> Given exercise A
From the travel journal excerpt, quote the text starting with "Prince and I" and going on through "than it seems.".
> Given exercise B
List every food that the travel journal excerpt says Prince and the narrator prepared.

[Begin Passage shown]

Prince and I made do with the coal cooker and boiled yams and potatoes and made a vegetable stew to go with it. We also made a beautiful salad. We ate some of the food for lunch and saved the rest for this evening’s dinner. Prince departed after we cleaned up and I proceed to take a nap. Its amazing how tiring it is to go food shopping and cook here. I honestly was so exhausted from it that I slept for about 3 hours. It sure makes you appreciate all the women here who work all day, take care of the kids, AND cook in this country. It sure is a lot more work than it seems.
I took photos of the delicious food that we prepared but you will just have to wait about 2 more weeks until I get my computer charger before those photos are posted.  

Monday, June 13, 2011

Trip to Ho

On Saturday morning Alex and I woke up early and prepared to travel to the tro tro station. Alex had to travel to Hohoe for a meeting on Sunday morning and since he was traveling, I thought it was a good time for me to travel to Ho and visit my adopted family there. The drive to Ho wasn’t that bad as I had a seat where I could actually somewhat comfortably sleep. On tro tros, it is not uncommon to see sleeping heads bouncing around as head rests are a luxury that do not exist in tro tros. At one point during the drive, we came across a group of Ghanaian soldiers marching in the middle of the road, directly in front of our vehicle. I am used to stopping for goats, dogs, chickens, people (well, usually the drivers don’t actually stop for people, but rather, just continue at the same speed and force the people to run or dash out of the way), other vehicles (sometimes, also depends on the driver), and pot holes (or they just swerve around them and hit the smallest ones), but never before had I been stopped in the road for a group of soldiers.

[End Passage shown]
[Begin Excerpted data]

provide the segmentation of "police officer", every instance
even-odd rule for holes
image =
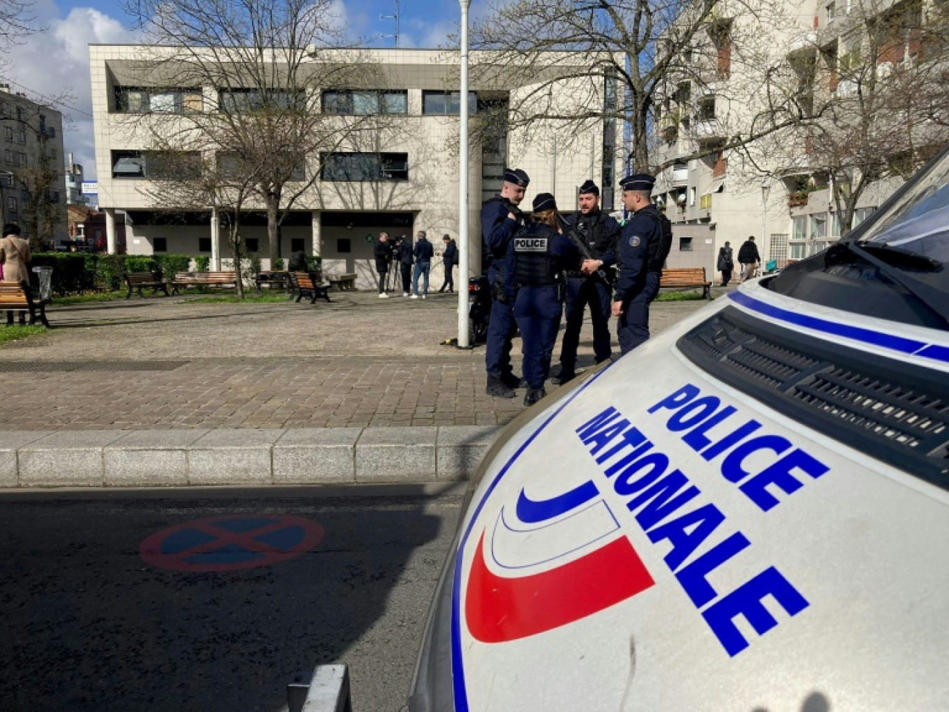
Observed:
[[[505,169],[501,192],[481,209],[481,235],[492,294],[485,354],[487,393],[498,398],[513,398],[514,388],[520,383],[511,368],[511,341],[517,332],[513,312],[517,285],[513,275],[512,245],[514,233],[524,227],[524,218],[517,206],[524,199],[530,182],[524,171]]]
[[[623,355],[648,340],[649,303],[659,293],[662,233],[660,213],[650,200],[655,183],[656,178],[644,173],[620,181],[623,205],[633,213],[620,235],[620,270],[613,301]]]
[[[609,361],[612,355],[609,339],[609,316],[612,310],[612,270],[603,270],[609,282],[598,276],[596,271],[616,264],[616,241],[620,223],[600,212],[600,188],[592,180],[580,186],[580,214],[571,215],[569,222],[577,227],[590,252],[597,257],[592,269],[567,272],[567,328],[560,347],[560,374],[554,383],[566,384],[572,379],[577,363],[580,329],[584,325],[584,309],[590,307],[593,324],[593,353],[596,363]]]
[[[514,318],[521,330],[524,378],[528,392],[524,404],[532,405],[547,392],[550,356],[560,329],[561,272],[579,270],[580,251],[560,233],[557,203],[549,193],[533,199],[533,224],[514,235],[514,278],[517,299]]]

[End Excerpted data]

> Correct answer A
Prince and I made do with the coal cooker and boiled yams and potatoes and made a vegetable stew to go with it. We also made a beautiful salad. We ate some of the food for lunch and saved the rest for this evening’s dinner. Prince departed after we cleaned up and I proceed to take a nap. Its amazing how tiring it is to go food shopping and cook here. I honestly was so exhausted from it that I slept for about 3 hours. It sure makes you appreciate all the women here who work all day, take care of the kids, AND cook in this country. It sure is a lot more work than it seems.

> Correct answer B
Yams, potatoes, vegetable stew, salad